** Job a **
Count the lines in the records that contain the string "small", matching case exactly, and reply with the number alone.

** Passage given **
----
Bitcoin Global News (BGN)
March 06, 2018 -- ADVFN Crypto NewsWire -- The bullish case for
Bitcoin is far from obvious, but it is compelling enough that a
significant majority of the biggest cryptocurrency traders now move
most of the money they earn from altcoin trading into Bitcoin for a
long term HODL.
An ideal store of value is durable, portable, fungible,
verifiable, divisible, scarce, and it must be censorship resistant.
The last one is a new attribute that has become increasingly
important; "How difficult is it for an external party, such as a
corporation or state, to prevent the owner of the good from keeping
and using it." Bitcoin excels at censorship resistance, and across
the other attributes listed above as well, allowing it to compete
with modern ($USD) and ancient (gold) monetary goods.
The invention of Bitcoin created of a new scarce digital good.
Only 21 million bitcoins will ever be mined and most of these have
already been mined, with 16.8 million bitcoins in circulation
now.
----
** Task input **
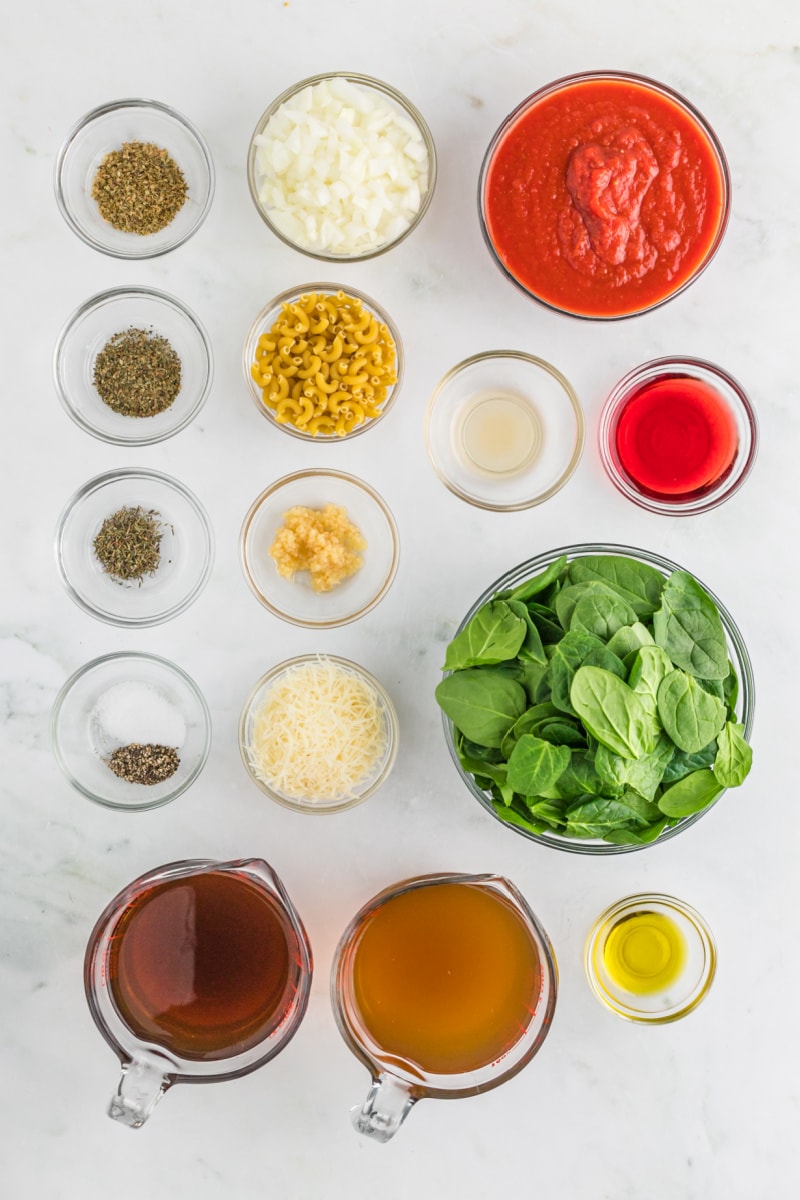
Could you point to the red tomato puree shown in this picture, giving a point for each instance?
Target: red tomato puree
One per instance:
(605, 197)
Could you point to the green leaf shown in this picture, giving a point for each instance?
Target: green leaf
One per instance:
(613, 713)
(734, 756)
(535, 766)
(689, 629)
(493, 635)
(690, 795)
(637, 583)
(482, 703)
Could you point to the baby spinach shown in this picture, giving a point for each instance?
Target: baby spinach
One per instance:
(596, 700)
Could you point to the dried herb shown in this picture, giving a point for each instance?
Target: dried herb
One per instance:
(139, 187)
(148, 765)
(128, 544)
(137, 373)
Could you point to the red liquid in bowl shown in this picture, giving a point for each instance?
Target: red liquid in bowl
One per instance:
(675, 437)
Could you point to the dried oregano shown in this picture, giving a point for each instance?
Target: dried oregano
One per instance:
(139, 187)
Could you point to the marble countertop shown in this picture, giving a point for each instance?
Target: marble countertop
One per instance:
(703, 1108)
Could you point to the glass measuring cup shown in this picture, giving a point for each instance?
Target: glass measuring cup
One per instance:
(443, 985)
(196, 972)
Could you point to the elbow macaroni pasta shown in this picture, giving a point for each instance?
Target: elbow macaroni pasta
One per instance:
(326, 365)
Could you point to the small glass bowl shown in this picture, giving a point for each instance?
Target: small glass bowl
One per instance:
(735, 402)
(368, 785)
(685, 991)
(78, 741)
(263, 324)
(104, 130)
(543, 431)
(572, 84)
(186, 549)
(737, 652)
(88, 331)
(404, 108)
(295, 600)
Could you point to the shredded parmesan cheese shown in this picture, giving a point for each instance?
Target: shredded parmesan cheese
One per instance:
(340, 169)
(319, 733)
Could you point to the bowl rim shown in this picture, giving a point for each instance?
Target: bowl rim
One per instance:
(744, 670)
(571, 395)
(701, 928)
(120, 657)
(101, 111)
(110, 297)
(259, 327)
(735, 399)
(96, 484)
(647, 83)
(362, 81)
(316, 473)
(388, 709)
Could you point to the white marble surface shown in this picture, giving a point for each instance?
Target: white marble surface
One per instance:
(705, 1108)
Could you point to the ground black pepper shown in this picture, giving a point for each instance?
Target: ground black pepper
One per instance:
(149, 763)
(137, 373)
(139, 187)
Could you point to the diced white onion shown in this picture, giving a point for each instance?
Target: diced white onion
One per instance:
(340, 169)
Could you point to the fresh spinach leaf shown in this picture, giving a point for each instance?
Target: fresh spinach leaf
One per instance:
(690, 795)
(687, 627)
(734, 756)
(495, 634)
(613, 713)
(691, 715)
(482, 703)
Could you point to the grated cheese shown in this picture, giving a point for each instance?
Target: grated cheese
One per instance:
(319, 733)
(340, 169)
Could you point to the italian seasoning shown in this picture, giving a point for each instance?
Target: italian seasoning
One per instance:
(148, 763)
(137, 373)
(139, 189)
(128, 544)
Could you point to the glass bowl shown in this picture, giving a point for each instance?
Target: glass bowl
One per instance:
(566, 257)
(88, 331)
(686, 957)
(186, 549)
(295, 600)
(738, 655)
(264, 323)
(317, 246)
(710, 430)
(82, 743)
(368, 784)
(104, 130)
(504, 431)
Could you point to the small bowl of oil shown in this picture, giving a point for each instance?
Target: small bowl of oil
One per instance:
(650, 958)
(504, 430)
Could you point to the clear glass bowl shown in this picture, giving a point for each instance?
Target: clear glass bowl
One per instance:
(368, 785)
(79, 744)
(729, 393)
(186, 549)
(737, 652)
(106, 129)
(404, 108)
(264, 323)
(295, 600)
(85, 335)
(684, 991)
(504, 431)
(642, 84)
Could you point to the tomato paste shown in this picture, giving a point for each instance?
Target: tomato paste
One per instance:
(605, 196)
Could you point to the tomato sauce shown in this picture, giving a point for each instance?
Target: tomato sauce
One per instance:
(605, 197)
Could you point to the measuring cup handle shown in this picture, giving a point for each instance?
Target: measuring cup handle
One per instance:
(388, 1104)
(142, 1084)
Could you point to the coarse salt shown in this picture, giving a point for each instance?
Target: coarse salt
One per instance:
(340, 169)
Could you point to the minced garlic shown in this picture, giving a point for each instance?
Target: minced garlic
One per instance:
(322, 541)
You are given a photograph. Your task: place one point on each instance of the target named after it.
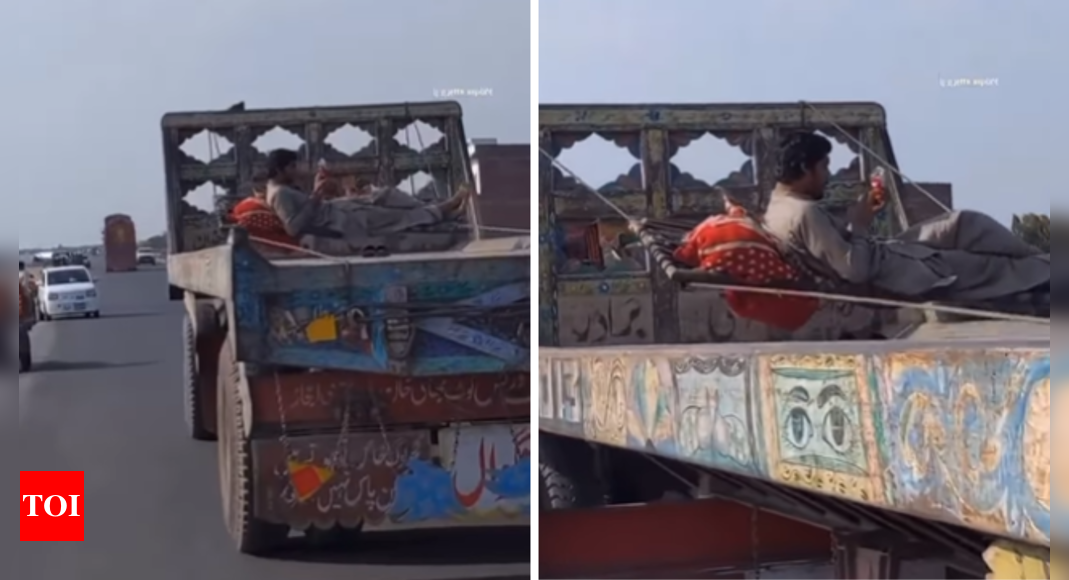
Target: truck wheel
(190, 385)
(568, 475)
(25, 353)
(236, 480)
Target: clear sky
(1003, 147)
(86, 82)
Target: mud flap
(568, 474)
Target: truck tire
(236, 480)
(25, 351)
(568, 475)
(191, 398)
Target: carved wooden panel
(418, 147)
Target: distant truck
(120, 244)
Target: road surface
(105, 398)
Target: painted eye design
(837, 429)
(799, 428)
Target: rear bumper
(61, 310)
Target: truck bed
(950, 426)
(443, 313)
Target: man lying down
(357, 222)
(961, 256)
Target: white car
(67, 292)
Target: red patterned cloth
(261, 221)
(736, 246)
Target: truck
(679, 439)
(120, 244)
(351, 393)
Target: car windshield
(60, 278)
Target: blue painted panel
(1059, 388)
(412, 318)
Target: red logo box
(52, 503)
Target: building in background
(502, 177)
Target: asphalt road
(105, 398)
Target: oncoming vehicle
(146, 257)
(27, 317)
(80, 260)
(67, 292)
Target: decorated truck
(879, 439)
(351, 392)
(120, 244)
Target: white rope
(808, 294)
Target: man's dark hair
(279, 160)
(799, 153)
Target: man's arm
(850, 256)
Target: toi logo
(51, 505)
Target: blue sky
(92, 78)
(995, 144)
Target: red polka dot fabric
(734, 245)
(261, 221)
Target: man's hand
(862, 215)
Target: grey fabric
(964, 254)
(356, 222)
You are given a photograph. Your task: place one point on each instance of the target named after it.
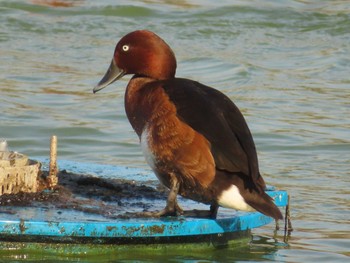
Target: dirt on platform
(111, 198)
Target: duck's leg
(172, 208)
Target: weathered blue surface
(19, 228)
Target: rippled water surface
(286, 65)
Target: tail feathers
(264, 204)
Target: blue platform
(52, 227)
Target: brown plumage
(193, 136)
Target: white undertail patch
(231, 198)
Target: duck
(193, 136)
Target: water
(285, 64)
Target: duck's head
(141, 53)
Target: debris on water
(109, 198)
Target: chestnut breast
(173, 145)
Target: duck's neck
(137, 104)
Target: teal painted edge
(137, 228)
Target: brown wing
(214, 115)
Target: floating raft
(47, 223)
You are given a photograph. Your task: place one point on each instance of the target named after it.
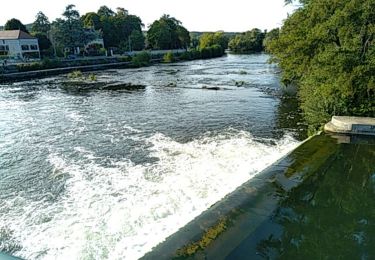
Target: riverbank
(290, 208)
(47, 68)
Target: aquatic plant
(207, 238)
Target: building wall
(15, 47)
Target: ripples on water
(103, 174)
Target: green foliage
(41, 25)
(186, 56)
(168, 57)
(44, 42)
(210, 39)
(119, 28)
(137, 40)
(91, 20)
(14, 24)
(327, 49)
(141, 59)
(77, 74)
(69, 32)
(167, 33)
(44, 64)
(270, 36)
(250, 41)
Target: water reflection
(331, 214)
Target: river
(110, 174)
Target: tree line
(123, 32)
(326, 49)
(120, 31)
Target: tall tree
(91, 20)
(167, 33)
(15, 24)
(68, 32)
(210, 39)
(41, 24)
(327, 49)
(250, 41)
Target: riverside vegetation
(326, 49)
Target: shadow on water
(316, 203)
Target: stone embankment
(351, 125)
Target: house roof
(14, 35)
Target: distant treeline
(123, 32)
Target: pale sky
(195, 15)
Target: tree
(250, 41)
(137, 40)
(91, 20)
(69, 32)
(41, 24)
(118, 27)
(167, 33)
(326, 48)
(210, 39)
(15, 24)
(104, 11)
(270, 36)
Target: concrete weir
(351, 125)
(285, 210)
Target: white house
(19, 45)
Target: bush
(186, 56)
(29, 66)
(217, 50)
(195, 54)
(168, 57)
(75, 75)
(206, 53)
(141, 59)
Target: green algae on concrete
(315, 203)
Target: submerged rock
(211, 88)
(123, 86)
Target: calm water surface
(110, 174)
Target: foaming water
(122, 210)
(110, 174)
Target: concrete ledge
(351, 125)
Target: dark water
(109, 174)
(315, 203)
(331, 214)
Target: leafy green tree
(137, 40)
(91, 20)
(41, 24)
(167, 33)
(250, 41)
(118, 28)
(44, 42)
(210, 39)
(15, 24)
(104, 11)
(69, 32)
(326, 48)
(270, 36)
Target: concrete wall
(15, 49)
(156, 52)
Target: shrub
(168, 57)
(141, 59)
(217, 50)
(186, 56)
(206, 53)
(75, 75)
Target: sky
(195, 15)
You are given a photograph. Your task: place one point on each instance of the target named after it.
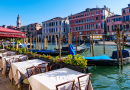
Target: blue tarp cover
(125, 53)
(97, 57)
(71, 50)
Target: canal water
(106, 77)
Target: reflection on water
(110, 78)
(106, 77)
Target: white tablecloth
(9, 52)
(7, 58)
(21, 66)
(49, 80)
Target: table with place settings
(49, 80)
(9, 59)
(21, 66)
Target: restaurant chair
(46, 64)
(5, 54)
(39, 69)
(55, 66)
(69, 85)
(83, 82)
(8, 65)
(29, 71)
(25, 81)
(23, 58)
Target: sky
(37, 11)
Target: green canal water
(107, 77)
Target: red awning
(6, 33)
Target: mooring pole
(76, 42)
(68, 39)
(90, 41)
(51, 41)
(62, 41)
(41, 42)
(92, 45)
(36, 42)
(71, 36)
(56, 43)
(120, 47)
(104, 43)
(123, 39)
(79, 39)
(59, 43)
(117, 46)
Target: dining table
(49, 80)
(22, 66)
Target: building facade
(18, 22)
(52, 27)
(112, 22)
(31, 29)
(90, 19)
(126, 18)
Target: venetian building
(18, 22)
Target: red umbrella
(9, 33)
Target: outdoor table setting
(22, 66)
(8, 52)
(9, 59)
(49, 80)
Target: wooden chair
(29, 71)
(55, 66)
(44, 64)
(8, 65)
(39, 69)
(69, 85)
(25, 81)
(83, 82)
(23, 58)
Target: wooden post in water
(79, 39)
(104, 43)
(90, 41)
(51, 41)
(76, 42)
(26, 40)
(62, 41)
(36, 43)
(92, 45)
(59, 43)
(122, 39)
(13, 42)
(71, 37)
(117, 43)
(46, 43)
(68, 39)
(31, 42)
(56, 43)
(41, 42)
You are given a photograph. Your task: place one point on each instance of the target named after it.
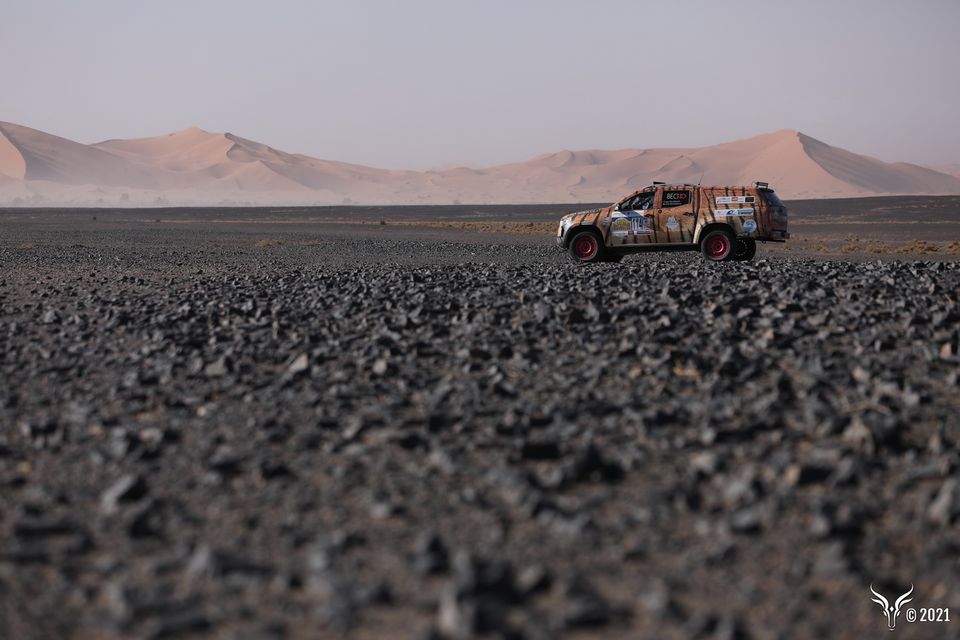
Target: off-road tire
(718, 245)
(586, 246)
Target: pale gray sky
(422, 83)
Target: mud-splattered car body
(679, 216)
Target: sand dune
(196, 166)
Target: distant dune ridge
(194, 166)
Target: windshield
(771, 198)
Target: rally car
(724, 223)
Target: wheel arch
(574, 230)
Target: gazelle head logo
(891, 611)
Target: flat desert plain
(429, 423)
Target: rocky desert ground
(383, 423)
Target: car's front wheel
(585, 247)
(718, 245)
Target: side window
(639, 202)
(675, 198)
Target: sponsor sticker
(627, 225)
(736, 199)
(732, 213)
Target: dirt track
(256, 429)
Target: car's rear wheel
(585, 247)
(745, 250)
(718, 245)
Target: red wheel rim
(585, 247)
(718, 247)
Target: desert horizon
(472, 320)
(196, 167)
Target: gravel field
(256, 432)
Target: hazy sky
(425, 83)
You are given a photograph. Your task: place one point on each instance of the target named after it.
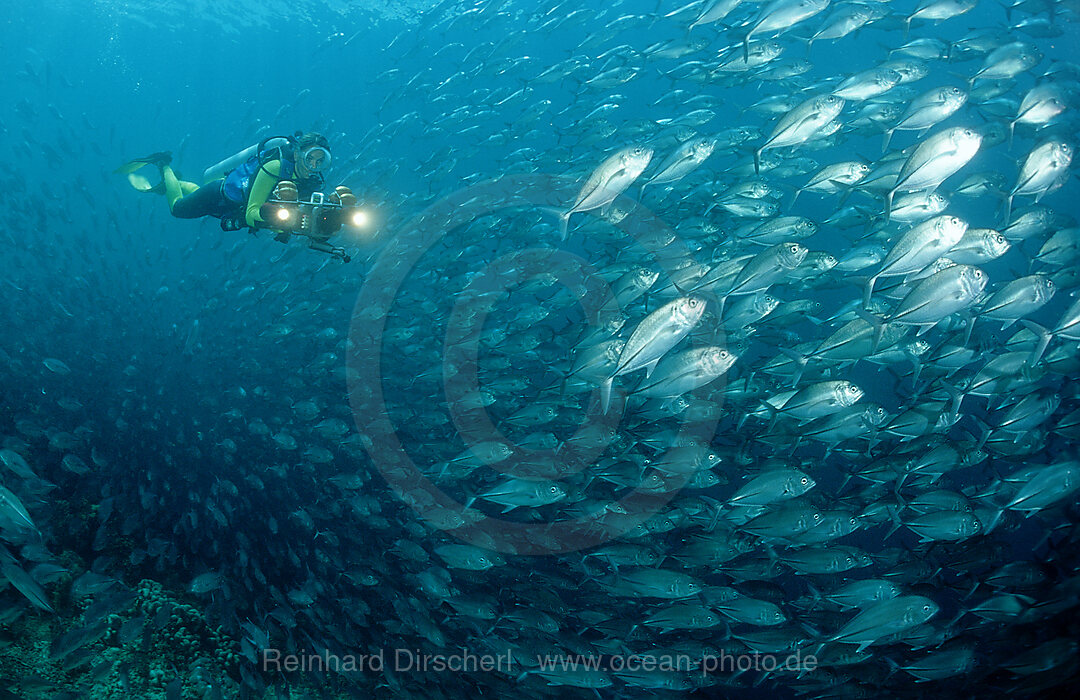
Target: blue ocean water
(281, 451)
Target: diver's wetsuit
(211, 200)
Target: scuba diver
(271, 185)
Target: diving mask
(315, 159)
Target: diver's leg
(201, 201)
(173, 190)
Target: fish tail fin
(1044, 338)
(562, 215)
(799, 360)
(606, 394)
(868, 292)
(878, 326)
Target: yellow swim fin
(144, 185)
(160, 159)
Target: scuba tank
(220, 170)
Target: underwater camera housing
(318, 217)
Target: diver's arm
(266, 179)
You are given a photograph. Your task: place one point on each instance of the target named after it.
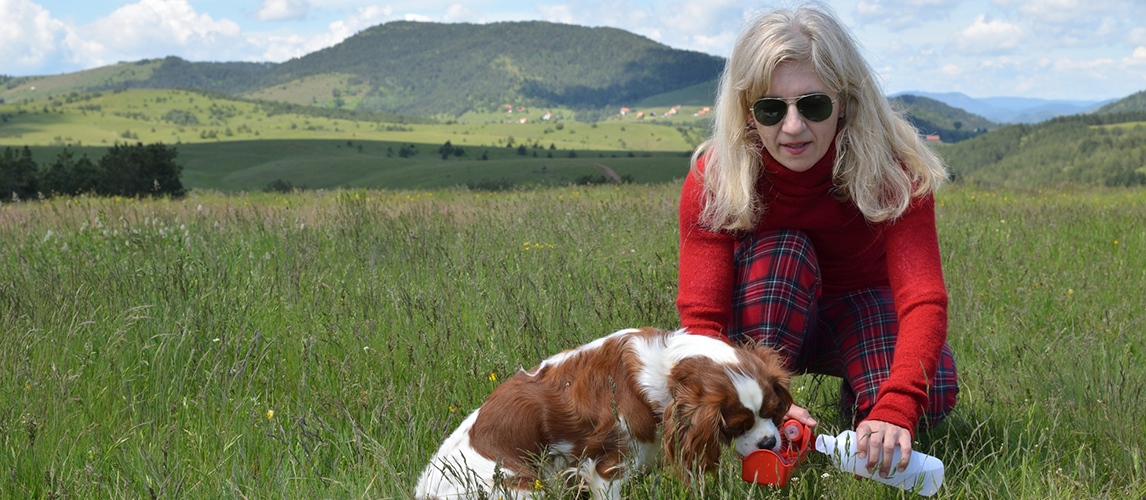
----
** Job b **
Please pick up the Bitcoin news item above and continue it from its last sentence.

** Response a **
4

** Response b **
The increase in purchasing power of Bitcoin creates fear of a
“bubble,” implying that Bitcoin is grossly overvalued. There is
some truth to this. The purchasing power of any monetary good is
higher than can be justified by its use value alone. The price of a
monetary good, $USD, gold, and Bitcoin all included, is not a
reflection of how much it is moving around the marketplace (its
"velocity"), but, rather, the price is a measure of how widely
adopted it has become for the "role" of money. Bitcoin passes the
use case test for “money” and this bodes well for Bitcoin investors
holding it for the long haul.
Further evidence that Bitcoin is a good long term investment
comes out of the view that Bitcoin’s valuation over time matches
the shape of a classic “new technology hype cycle”. The earliest
buyers in a hype cycle have an enthusiastic conviction about the
transformative nature of the technology. As the number of new
enthusiasts for the underlying technology investing during the
first phase dwindles, buying switches over to speculators who want
quick profits. Then, at some point, price drops rapidly, and the
speculative fervor is replaced by bad press and fear that the
technology was not transformative after all.
A stable price plateau forms where the original evangelists are
joined by the speculators (the retail and institutional “early
majority” investors) in accepting the pain of the crash and
adopting a renewed appreciation for the fundamental value of the
technology. That's where we are with Bitcoin right now. The current
Bitcoin plateau could persist for a long time.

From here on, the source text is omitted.